Такое впечатление, что от Печорина всё время требуют смирения. Ну что такое женитьба на этой девушке? Ничего в этом страшного нет, это прекрасно…

 — Ну, как сказать…

 — Нет, ну все же… Остепениться, осесть — так поступают все, и никто от этого не умирал. Ну, спивался кто-то может быть. Но в принципе, это не опасно: женитьба.

Но так поступают ВСЕ! А Печорин — человек идеи. Идеи красоты, идеи свободы. Идеи демонизма, когда я считаю себя вправе делать что хочу — и не потому что я злодей, а лишний раз утверждаясь в своей свободе от людей, от всего. Если мне показалось, что так нужно, что это красиво — пойду и убью. Потом пойду завтракать.

Кстати сказать, не раскаиваться — это тоже условие свободного человека.

А потом Господь Бог его призывает: покайся. Смирись. Он ещё раз отказывается, но уже понимает, с кем имеет дело. И за это он наказывается одиночеством. Вечным скитанием.

Последней его покидает Вера. Женщина с двусмысленным именем, я бы сказал… Он обречён. На вечную жизнь.

 — Сюжет характерный для русской литературы…

 — Сюжет характерный. Сюжет богоотступничества. Богооставленничества. Его разрабатывать начал Лермонтов.

 — Сюжет невозможности достижения счастья.

 — Отнюдь. Возможности, если хочешь. Под счастьем я понимаю не душевный комфорт. Это цель, которой человек может достигнуть, его можно поздравить с этим. Это не обязательно карьера. Скажем, человек хотел бы видеть себя таким, а не иным. И ему удаётся этого достичь. Это сложно - быть таким, каким ты хочешь. Как правило, мы становимся такими, какими нас хотят видеть другие. Тут-то ни с чем бороться не надо!

Окружение само нас сделает: положение наше, широту нашей улыбки, и так далее.

ВЫБОРКА ДАННЫХ
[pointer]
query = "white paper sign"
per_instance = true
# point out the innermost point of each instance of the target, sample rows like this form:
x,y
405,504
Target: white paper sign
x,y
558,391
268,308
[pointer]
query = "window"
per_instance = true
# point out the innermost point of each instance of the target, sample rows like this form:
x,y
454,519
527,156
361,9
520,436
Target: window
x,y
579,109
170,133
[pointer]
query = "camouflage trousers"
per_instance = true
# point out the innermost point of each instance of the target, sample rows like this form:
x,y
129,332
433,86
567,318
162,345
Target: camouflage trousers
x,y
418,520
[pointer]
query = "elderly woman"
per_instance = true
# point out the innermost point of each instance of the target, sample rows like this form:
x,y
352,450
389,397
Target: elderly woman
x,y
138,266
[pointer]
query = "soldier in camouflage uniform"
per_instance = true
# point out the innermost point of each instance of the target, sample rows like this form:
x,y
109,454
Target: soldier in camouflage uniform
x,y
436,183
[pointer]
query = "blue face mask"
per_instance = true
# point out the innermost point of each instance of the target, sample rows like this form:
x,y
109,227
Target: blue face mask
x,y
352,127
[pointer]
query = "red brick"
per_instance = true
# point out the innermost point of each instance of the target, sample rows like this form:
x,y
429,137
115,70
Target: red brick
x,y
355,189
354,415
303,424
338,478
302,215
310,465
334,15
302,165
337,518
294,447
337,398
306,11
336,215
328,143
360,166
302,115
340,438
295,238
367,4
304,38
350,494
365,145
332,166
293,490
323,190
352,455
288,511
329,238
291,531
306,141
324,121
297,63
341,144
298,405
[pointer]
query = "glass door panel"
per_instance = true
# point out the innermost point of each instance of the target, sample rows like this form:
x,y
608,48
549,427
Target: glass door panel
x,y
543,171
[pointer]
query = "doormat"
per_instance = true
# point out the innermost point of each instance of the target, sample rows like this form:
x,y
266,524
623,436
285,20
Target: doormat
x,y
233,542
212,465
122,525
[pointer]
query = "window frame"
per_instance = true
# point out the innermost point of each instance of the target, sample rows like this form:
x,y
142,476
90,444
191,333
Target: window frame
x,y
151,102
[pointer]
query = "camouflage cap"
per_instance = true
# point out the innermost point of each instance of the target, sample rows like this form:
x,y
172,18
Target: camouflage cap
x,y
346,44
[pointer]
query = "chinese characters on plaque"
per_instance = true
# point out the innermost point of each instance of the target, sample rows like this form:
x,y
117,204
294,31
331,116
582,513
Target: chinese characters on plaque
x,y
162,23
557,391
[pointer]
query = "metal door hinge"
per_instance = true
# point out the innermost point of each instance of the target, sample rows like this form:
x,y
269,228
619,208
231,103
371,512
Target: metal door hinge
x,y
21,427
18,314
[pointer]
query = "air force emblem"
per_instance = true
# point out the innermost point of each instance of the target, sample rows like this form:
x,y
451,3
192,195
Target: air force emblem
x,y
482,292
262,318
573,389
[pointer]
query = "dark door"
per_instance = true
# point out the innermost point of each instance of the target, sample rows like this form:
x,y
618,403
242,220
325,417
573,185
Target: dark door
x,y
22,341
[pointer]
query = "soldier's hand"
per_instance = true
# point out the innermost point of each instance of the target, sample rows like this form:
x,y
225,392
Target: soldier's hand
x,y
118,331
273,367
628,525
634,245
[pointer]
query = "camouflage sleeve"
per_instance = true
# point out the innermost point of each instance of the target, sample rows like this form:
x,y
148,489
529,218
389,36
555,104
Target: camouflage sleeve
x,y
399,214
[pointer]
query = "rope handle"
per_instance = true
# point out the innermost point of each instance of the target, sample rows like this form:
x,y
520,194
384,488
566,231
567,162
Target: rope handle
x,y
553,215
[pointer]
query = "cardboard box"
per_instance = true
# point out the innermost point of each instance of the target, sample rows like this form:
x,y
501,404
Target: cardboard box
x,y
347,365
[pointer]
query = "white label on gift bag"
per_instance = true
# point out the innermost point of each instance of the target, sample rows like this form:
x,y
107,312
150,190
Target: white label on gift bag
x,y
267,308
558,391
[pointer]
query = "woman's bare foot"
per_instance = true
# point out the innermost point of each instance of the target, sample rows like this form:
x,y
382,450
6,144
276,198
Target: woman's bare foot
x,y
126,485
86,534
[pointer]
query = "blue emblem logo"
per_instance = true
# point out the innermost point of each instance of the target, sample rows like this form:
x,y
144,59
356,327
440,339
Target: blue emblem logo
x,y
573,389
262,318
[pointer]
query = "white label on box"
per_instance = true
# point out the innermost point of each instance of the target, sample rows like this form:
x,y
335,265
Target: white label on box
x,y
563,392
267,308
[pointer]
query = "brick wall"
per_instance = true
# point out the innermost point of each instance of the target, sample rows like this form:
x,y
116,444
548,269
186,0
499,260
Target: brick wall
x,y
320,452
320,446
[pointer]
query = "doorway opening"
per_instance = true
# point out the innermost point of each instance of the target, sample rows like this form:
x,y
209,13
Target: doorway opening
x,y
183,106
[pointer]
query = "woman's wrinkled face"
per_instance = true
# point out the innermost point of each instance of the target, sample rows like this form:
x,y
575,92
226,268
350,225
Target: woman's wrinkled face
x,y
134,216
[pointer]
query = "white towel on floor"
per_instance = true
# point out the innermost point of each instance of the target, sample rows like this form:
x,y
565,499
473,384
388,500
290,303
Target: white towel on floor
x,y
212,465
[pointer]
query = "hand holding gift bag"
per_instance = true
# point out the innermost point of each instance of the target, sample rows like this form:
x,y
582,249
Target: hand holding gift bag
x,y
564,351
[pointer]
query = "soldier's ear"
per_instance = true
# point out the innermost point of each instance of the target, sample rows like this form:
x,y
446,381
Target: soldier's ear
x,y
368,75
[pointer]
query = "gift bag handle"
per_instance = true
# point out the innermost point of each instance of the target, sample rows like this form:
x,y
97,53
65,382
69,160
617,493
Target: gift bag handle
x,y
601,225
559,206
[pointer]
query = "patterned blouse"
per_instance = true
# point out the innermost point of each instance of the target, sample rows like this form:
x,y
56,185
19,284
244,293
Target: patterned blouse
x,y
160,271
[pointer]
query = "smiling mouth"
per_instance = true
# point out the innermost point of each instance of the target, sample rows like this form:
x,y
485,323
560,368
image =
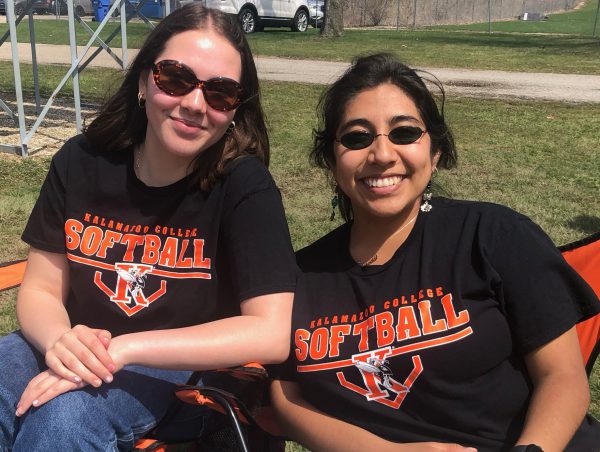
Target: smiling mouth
x,y
187,123
379,182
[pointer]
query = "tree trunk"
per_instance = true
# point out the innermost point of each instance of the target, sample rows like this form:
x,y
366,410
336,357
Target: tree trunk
x,y
333,25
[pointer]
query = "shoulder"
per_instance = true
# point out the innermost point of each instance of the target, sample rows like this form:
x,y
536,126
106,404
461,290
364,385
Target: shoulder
x,y
480,209
476,214
491,226
324,252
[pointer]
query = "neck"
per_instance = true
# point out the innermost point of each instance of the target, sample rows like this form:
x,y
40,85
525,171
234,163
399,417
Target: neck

НЕОБХОДИМЫЕ ДЕЙСТВИЯ
1) Переведите на английский язык предложение из фрагмента о Печорине: «Кстати сказать, не раскаиваться — это тоже условие свободного человека».
2) Измените отрывок фрагмента о Печорине от слов «Последней его покидает» до слов «разрабатывать начал Лермонтов.», заменив «Вера» на «Любовь».

НАБОР РЕШЕНИЙ
1) Incidentally, not repenting is also a condition of a free person.

2)
Последней его покидает Любовь. Женщина с двусмысленным именем, я бы сказал… Он обречён. На вечную жизнь.

 — Сюжет характерный для русской литературы…

 — Сюжет характерный. Сюжет богоотступничества. Богооставленничества. Его разрабатывать начал Лермонтов.